§ Task directions: Pick out each line in the entries below that contains the word "chrome" and copy those lines in full.

☆ ☆ ☆

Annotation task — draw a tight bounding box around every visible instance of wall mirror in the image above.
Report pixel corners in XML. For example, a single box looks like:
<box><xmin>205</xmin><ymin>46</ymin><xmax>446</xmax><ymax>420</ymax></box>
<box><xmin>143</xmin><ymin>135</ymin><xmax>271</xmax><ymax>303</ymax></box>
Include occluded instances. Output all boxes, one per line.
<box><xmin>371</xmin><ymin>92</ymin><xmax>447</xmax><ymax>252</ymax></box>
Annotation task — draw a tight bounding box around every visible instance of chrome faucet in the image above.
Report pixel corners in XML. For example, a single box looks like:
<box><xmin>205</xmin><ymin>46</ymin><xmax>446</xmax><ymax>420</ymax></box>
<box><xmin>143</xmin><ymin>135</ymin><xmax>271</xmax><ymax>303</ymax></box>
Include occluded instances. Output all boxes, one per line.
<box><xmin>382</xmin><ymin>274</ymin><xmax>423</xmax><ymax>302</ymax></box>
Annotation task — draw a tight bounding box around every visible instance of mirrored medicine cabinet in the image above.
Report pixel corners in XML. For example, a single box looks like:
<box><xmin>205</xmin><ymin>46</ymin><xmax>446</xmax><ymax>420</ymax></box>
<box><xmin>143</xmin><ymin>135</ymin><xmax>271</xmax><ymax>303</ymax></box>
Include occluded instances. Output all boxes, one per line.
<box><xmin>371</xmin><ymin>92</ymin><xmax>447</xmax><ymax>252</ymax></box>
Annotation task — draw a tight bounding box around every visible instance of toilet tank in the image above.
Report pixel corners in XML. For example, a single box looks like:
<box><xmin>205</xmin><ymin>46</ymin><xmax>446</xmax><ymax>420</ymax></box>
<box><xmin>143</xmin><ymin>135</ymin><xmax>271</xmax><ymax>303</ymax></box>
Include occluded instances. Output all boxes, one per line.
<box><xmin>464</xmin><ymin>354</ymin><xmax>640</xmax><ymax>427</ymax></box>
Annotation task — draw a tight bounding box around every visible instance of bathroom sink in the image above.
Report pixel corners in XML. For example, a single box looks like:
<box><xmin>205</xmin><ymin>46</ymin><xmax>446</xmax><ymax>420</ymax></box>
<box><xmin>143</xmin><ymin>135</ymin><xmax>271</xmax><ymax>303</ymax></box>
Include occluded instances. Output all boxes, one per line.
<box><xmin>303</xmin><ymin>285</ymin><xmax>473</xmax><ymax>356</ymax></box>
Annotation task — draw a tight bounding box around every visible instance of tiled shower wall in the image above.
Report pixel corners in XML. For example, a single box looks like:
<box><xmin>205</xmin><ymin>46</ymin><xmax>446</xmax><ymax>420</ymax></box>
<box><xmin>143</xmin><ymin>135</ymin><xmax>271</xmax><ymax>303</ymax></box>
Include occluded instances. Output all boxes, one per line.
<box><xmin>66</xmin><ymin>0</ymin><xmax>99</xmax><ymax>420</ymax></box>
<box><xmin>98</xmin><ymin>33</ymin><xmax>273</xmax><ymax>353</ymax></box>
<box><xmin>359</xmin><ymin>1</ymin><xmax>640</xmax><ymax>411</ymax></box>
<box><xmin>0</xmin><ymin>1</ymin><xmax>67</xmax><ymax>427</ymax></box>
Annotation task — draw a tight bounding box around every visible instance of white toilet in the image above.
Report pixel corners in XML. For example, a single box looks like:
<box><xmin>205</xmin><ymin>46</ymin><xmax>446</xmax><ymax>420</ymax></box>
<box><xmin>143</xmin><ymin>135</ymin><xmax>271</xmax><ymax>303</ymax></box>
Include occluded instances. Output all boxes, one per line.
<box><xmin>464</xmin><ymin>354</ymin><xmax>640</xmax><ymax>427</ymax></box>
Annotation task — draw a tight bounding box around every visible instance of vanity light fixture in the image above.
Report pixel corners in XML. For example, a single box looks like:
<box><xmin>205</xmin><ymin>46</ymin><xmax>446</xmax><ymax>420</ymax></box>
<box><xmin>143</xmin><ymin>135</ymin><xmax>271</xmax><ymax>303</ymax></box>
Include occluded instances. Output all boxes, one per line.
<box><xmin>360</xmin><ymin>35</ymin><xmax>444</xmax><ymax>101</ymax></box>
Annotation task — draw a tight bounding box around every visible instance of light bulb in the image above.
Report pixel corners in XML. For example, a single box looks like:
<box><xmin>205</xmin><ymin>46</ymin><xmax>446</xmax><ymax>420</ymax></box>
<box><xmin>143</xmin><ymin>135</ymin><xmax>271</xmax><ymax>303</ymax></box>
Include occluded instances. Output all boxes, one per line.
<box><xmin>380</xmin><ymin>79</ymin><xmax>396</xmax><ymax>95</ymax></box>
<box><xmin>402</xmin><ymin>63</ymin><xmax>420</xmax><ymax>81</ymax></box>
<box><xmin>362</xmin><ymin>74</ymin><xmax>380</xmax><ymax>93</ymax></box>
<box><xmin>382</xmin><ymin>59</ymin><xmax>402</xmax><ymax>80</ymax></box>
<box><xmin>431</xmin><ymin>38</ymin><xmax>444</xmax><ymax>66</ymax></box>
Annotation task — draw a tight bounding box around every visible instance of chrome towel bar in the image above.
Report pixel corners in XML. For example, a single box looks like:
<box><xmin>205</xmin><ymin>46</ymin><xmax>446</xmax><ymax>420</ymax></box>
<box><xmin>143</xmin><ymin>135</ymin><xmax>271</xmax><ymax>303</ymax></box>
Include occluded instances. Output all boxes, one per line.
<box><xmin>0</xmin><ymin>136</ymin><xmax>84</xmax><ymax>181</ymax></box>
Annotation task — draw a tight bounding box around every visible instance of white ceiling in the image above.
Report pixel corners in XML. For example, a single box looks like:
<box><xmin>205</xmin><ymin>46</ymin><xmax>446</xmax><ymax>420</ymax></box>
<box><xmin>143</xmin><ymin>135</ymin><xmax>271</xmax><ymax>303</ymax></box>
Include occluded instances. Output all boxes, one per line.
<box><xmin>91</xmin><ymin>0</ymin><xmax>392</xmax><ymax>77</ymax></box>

☆ ☆ ☆

§ Exercise response:
Annotation task — draw a tight bounding box around every visible instance of chrome faucet in the image above.
Annotation task — draw a tight bounding box around every visible instance of chrome towel bar in the image above.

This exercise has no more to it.